■ The task
Let the output be exactly the lines from the one containing "body shown in this photo." through the end of the records below, both included.

(Source records)

···

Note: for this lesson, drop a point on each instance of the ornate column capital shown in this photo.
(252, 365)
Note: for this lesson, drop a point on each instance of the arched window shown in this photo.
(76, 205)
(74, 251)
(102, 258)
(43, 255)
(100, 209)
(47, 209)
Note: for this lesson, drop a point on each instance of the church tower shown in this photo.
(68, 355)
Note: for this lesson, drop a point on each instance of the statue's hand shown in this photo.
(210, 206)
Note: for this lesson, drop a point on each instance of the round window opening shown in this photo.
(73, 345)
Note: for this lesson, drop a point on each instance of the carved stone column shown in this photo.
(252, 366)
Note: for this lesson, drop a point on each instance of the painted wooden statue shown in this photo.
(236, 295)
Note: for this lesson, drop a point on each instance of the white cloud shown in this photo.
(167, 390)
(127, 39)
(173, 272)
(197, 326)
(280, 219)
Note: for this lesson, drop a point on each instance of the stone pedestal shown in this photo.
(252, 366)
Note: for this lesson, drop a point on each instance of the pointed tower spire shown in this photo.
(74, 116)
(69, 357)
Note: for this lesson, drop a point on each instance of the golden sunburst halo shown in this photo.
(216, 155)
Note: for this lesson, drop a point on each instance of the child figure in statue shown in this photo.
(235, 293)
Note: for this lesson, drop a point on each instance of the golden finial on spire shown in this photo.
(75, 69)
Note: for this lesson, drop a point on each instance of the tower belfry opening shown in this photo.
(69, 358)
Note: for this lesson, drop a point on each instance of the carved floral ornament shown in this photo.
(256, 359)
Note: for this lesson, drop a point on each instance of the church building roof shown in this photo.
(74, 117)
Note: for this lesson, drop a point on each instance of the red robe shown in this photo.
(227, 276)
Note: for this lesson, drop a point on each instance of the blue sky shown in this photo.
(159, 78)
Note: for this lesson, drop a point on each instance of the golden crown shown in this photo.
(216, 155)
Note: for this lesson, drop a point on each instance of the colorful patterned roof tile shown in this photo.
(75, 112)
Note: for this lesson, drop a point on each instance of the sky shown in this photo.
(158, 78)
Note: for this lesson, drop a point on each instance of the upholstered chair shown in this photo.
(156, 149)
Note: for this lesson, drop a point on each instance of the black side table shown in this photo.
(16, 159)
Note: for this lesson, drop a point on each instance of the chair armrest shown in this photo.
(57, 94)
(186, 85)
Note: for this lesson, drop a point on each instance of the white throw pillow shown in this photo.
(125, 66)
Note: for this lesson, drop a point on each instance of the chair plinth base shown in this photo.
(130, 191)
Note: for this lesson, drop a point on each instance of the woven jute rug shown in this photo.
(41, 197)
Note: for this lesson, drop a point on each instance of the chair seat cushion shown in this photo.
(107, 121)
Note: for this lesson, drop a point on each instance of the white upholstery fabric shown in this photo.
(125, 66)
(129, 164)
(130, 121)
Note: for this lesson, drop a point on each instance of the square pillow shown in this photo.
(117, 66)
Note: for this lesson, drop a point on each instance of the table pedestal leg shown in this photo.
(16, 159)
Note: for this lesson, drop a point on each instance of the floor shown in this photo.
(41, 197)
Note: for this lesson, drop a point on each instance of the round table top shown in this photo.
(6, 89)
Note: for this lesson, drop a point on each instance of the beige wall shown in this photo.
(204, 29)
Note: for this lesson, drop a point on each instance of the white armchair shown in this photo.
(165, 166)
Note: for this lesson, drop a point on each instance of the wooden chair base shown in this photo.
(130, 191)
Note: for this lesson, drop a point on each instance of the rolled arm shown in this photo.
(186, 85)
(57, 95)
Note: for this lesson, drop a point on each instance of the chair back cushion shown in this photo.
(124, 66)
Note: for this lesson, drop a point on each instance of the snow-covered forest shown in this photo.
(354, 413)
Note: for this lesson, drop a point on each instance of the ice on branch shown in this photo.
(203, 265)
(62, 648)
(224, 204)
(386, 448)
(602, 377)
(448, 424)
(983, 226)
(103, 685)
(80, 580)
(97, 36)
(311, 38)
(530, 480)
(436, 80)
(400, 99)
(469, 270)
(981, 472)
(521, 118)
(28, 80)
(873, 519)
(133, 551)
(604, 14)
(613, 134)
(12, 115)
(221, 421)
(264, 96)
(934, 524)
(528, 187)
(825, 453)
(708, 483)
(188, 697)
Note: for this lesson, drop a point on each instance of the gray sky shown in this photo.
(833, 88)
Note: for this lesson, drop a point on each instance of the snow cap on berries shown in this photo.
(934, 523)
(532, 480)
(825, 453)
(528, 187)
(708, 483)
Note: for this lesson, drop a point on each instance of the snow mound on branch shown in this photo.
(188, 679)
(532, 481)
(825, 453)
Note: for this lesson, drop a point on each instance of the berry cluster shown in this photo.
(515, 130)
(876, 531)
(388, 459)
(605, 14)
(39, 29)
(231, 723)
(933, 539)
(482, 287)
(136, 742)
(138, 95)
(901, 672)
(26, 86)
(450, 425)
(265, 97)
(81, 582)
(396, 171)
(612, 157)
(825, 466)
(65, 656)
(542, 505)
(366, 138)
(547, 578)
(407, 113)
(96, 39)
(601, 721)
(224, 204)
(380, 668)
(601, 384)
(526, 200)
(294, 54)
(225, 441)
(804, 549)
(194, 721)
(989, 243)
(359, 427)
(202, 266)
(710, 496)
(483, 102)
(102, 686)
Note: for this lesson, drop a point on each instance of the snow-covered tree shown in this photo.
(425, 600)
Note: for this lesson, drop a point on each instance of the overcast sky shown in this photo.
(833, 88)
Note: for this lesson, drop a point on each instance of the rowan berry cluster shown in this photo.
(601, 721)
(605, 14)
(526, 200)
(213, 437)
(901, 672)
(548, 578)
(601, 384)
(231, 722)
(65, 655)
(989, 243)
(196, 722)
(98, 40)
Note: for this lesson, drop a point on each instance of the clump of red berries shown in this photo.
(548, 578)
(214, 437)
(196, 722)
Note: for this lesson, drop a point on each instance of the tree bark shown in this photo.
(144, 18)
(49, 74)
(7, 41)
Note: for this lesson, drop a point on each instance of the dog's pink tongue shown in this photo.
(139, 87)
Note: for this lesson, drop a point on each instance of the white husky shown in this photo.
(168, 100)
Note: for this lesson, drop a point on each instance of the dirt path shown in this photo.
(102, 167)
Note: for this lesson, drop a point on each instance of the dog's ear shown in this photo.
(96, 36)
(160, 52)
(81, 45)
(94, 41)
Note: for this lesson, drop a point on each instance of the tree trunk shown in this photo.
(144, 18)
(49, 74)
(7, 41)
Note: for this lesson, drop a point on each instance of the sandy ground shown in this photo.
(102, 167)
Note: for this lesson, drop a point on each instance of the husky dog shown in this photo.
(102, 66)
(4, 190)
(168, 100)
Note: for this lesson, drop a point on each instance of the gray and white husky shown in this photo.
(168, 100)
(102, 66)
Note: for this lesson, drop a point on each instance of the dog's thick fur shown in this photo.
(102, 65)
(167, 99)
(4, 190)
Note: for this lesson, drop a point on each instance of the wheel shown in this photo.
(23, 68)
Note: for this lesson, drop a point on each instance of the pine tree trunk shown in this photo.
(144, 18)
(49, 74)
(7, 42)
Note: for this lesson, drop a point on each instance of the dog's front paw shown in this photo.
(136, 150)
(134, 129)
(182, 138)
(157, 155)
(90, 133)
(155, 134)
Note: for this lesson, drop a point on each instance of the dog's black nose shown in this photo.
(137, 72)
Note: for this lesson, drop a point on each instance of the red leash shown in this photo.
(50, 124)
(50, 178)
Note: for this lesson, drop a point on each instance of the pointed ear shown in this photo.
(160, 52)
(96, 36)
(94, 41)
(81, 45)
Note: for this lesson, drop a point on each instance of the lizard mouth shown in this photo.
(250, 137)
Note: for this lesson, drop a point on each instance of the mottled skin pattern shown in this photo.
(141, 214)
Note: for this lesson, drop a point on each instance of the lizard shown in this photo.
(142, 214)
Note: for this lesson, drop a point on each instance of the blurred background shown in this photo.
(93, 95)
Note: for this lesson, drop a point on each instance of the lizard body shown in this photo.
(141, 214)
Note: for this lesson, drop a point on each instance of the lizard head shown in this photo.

···

■ Your response
Note: for this lesson, drop a point on each instance of the lizard body shown in this photo.
(141, 214)
Note: for this lesson, drop a point on each instance of the lizard head shown in this photo.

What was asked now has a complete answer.